__Work to complete__:
• A. Sum up the ambulance study passage in two sentences.
• B. Copy everything in the ambulance study passage from "After the researchers" down to "likely to live.", switching each "private vehicle" to "personal car".

__Excerpted passage__:
# # # #
It's one of the simplest lessons we learn as kids: if you are in an emergency and need help, call 9-1-1.

But according to new research, in some situations calling for an ambulance increases your chances of dying.

The study, published by Johns Hopkins University and co-authored by Dr. Elliott Haut in September looked at mortality rates for adult victims of gunshot and stab wounds in urban areas around the country.

Haut and his team found that people who took an ambulance to the hospital died 11.2 percent of the time, whereas people who rode in a private vehicle, such as a friend's car, died 2.2 percent of the time.

After the researchers adjusted for the severity of the victim's wounds and other factors, they found people who rode in a private vehicle were 62 percent more likely to live.

"We thought there was going to be some small effect size, but it's a really really big effect size," Haut said.
# # # #
__Dataset records__:
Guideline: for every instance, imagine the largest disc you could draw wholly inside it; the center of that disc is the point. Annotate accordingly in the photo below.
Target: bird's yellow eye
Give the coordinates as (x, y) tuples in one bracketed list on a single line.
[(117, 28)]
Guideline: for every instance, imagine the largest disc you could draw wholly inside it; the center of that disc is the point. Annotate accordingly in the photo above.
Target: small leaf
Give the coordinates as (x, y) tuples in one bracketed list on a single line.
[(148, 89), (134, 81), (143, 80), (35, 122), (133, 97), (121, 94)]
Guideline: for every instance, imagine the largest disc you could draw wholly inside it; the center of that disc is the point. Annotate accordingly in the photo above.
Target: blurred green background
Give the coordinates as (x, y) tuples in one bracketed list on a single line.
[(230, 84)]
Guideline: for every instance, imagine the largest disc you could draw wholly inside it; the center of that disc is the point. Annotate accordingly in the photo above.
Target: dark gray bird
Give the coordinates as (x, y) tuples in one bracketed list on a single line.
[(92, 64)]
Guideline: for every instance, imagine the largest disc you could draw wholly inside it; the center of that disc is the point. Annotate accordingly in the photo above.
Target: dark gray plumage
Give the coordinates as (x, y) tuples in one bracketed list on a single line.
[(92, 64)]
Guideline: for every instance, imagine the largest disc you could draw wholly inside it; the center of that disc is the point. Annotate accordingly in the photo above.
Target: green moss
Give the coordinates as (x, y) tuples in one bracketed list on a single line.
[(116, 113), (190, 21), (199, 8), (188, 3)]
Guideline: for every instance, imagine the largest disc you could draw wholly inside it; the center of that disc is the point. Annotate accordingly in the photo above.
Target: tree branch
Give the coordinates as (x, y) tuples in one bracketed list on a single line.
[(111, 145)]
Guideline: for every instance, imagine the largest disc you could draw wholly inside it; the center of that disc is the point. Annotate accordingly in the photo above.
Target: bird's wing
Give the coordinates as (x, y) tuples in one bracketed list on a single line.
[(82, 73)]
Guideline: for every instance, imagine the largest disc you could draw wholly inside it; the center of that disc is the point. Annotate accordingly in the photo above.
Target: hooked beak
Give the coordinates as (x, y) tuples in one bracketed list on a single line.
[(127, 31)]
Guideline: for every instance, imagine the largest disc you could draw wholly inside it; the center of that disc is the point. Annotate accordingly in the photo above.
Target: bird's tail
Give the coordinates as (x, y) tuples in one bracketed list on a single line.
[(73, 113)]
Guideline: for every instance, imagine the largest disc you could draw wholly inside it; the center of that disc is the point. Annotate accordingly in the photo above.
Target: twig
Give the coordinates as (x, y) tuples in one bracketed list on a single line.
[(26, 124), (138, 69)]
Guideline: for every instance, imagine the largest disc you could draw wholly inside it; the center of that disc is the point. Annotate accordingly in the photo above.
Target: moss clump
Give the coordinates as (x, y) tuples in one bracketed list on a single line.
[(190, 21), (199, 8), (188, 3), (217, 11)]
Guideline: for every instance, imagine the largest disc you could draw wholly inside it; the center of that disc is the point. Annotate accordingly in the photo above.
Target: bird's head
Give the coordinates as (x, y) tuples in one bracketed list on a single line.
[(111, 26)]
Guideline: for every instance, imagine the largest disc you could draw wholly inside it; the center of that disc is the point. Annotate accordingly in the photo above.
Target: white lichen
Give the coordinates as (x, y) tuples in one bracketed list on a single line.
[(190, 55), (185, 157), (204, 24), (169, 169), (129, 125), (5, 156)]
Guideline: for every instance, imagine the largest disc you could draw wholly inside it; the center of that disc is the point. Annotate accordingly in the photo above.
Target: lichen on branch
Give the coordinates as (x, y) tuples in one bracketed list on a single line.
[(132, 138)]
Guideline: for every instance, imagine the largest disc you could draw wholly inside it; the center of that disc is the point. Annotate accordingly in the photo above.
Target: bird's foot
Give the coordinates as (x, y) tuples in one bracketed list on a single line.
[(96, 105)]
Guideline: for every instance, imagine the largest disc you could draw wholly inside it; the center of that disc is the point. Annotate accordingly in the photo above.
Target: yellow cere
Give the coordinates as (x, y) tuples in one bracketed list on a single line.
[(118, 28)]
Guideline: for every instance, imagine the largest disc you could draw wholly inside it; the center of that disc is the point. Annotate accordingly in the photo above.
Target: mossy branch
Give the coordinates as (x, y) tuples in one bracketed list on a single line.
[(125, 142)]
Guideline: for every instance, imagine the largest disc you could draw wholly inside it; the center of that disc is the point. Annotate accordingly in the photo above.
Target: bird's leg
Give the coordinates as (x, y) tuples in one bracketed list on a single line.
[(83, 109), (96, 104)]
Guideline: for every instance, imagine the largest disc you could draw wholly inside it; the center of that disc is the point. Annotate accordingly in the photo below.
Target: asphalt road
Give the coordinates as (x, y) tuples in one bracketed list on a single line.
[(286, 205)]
# # # #
__Problem solutions__:
• A. A Johns Hopkins study co-authored by Dr. Elliott Haut examined death rates for adult gunshot and stab wound victims in urban areas. It found that 11.2 percent of those taken by ambulance died, compared with 2.2 percent of those who rode in a private vehicle, and after adjustments the private-vehicle riders were 62 percent more likely to live.

• B.
After the researchers adjusted for the severity of the victim's wounds and other factors, they found people who rode in a personal car were 62 percent more likely to live.